* Start Given information *

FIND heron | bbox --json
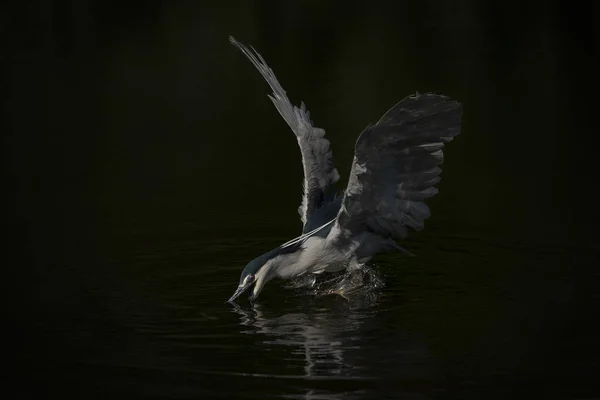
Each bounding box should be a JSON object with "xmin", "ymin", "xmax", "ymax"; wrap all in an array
[{"xmin": 228, "ymin": 36, "xmax": 462, "ymax": 303}]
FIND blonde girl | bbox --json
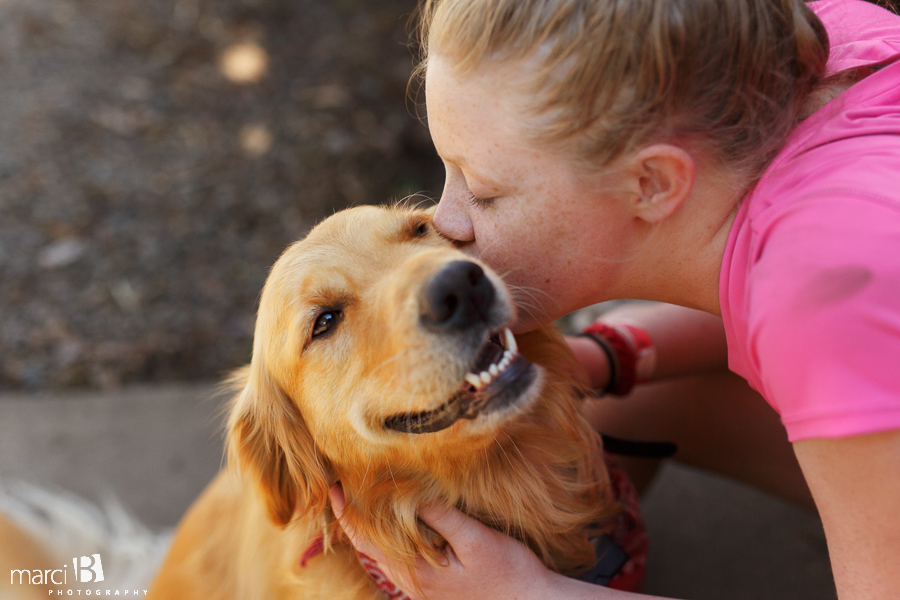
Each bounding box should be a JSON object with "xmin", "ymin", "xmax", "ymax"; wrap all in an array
[{"xmin": 334, "ymin": 0, "xmax": 900, "ymax": 600}]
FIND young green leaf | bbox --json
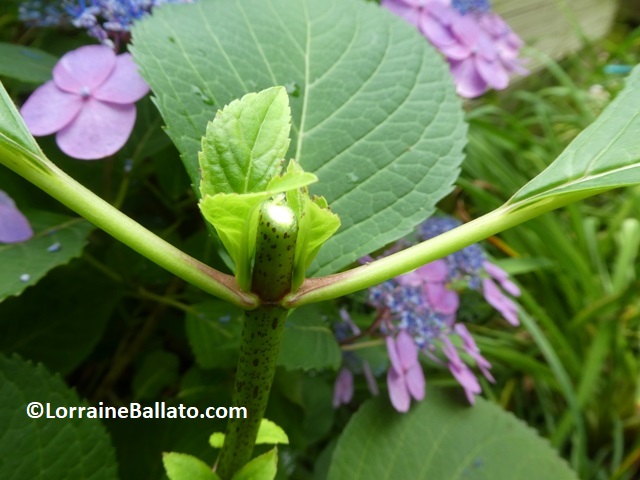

* End Given information *

Directions for this task.
Return each line of the records that contains the string "FIND".

Correct output.
FIND heron | bbox --json
FIND blonde girl | bbox --json
FIND young green leaf | bbox --json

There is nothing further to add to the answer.